:: Document segment ::
Your last living parent has passed away and you are trying to come to terms with your new orphan status. It sucks and there is no way around it. It’s an awful part of life that everyone must go through at some point. And then you meet with an estate planning attorney, and they tell you that your parents had enough assets to trigger an estate tax in Massachusetts. Ugh, it’s kicking you while you are already down. There is no escaping death and taxes.
I hope this article will help you to prepare for the process of filing an estate tax return. Please note that this only covers the estate tax return. Typically, in these situations, there are other processes at the same time, such as probate and trust administration. This article is the bare bones of the estate tax return and doesn’t get into the probate process or the trust administration process.
The first step in the estate tax return process is to get the date of death values for all assets. Then we subtract the deductions and apply the Massachusetts formula to calculate how much is owed. The estate tax is due to the Massachusetts Department of Revenue nine months from the date of death. You can file for an extension, but the estimated payment is owed nine months from the date of death. The extension is only for the actual estate tax return. If you don’t pay on time, you can get hit with penalties and interest.

:: Supplied data ::
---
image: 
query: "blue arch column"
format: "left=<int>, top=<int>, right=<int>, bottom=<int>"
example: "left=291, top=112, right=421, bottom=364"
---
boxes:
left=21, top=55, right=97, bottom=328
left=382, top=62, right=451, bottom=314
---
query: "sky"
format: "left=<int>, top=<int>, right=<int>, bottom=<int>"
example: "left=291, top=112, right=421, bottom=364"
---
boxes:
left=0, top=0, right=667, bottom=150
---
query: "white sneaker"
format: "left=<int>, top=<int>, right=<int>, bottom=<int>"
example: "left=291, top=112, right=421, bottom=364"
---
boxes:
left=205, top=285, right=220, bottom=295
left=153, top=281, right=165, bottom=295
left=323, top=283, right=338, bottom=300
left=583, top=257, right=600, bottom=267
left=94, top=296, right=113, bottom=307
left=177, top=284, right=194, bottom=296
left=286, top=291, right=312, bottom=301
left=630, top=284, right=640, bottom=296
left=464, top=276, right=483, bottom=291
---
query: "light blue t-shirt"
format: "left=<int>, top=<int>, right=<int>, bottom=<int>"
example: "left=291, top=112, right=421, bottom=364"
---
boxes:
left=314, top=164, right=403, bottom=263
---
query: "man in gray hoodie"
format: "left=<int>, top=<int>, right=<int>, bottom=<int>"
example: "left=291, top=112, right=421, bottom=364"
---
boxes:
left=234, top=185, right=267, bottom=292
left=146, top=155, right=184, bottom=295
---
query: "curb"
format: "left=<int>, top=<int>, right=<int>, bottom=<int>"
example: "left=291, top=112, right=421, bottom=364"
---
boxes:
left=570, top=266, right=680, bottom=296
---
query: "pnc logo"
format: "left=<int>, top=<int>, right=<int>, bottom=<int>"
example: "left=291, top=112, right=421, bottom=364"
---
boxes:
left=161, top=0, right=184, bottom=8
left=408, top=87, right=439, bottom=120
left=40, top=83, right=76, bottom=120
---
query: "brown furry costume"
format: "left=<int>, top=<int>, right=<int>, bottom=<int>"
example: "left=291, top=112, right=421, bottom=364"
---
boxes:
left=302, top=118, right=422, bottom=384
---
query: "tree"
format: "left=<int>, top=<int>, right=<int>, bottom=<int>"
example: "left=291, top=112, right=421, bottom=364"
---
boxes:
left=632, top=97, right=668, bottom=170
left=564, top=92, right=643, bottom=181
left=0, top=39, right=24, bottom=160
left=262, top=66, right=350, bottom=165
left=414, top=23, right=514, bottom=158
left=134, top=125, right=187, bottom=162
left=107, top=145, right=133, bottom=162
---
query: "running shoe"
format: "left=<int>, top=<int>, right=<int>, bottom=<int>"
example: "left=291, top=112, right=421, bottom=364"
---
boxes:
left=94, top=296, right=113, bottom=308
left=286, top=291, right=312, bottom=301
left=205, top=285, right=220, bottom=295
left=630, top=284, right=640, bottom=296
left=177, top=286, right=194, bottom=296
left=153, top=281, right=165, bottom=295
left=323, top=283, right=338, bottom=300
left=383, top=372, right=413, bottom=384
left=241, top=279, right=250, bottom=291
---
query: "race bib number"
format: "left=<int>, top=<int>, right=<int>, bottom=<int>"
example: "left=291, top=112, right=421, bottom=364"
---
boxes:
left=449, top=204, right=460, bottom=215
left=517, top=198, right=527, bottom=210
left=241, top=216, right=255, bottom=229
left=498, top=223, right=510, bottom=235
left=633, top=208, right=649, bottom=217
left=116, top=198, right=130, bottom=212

:: To do ::
Reproduce the Massachusetts estate tax article above word for word, from its first sentence to its last.

:: Answer below ::
Your last living parent has passed away and you are trying to come to terms with your new orphan status. It sucks and there is no way around it. It’s an awful part of life that everyone must go through at some point. And then you meet with an estate planning attorney, and they tell you that your parents had enough assets to trigger an estate tax in Massachusetts. Ugh, it’s kicking you while you are already down. There is no escaping death and taxes.
I hope this article will help you to prepare for the process of filing an estate tax return. Please note that this only covers the estate tax return. Typically, in these situations, there are other processes at the same time, such as probate and trust administration. This article is the bare bones of the estate tax return and doesn’t get into the probate process or the trust administration process.
The first step in the estate tax return process is to get the date of death values for all assets. Then we subtract the deductions and apply the Massachusetts formula to calculate how much is owed. The estate tax is due to the Massachusetts Department of Revenue nine months from the date of death. You can file for an extension, but the estimated payment is owed nine months from the date of death. The extension is only for the actual estate tax return. If you don’t pay on time, you can get hit with penalties and interest.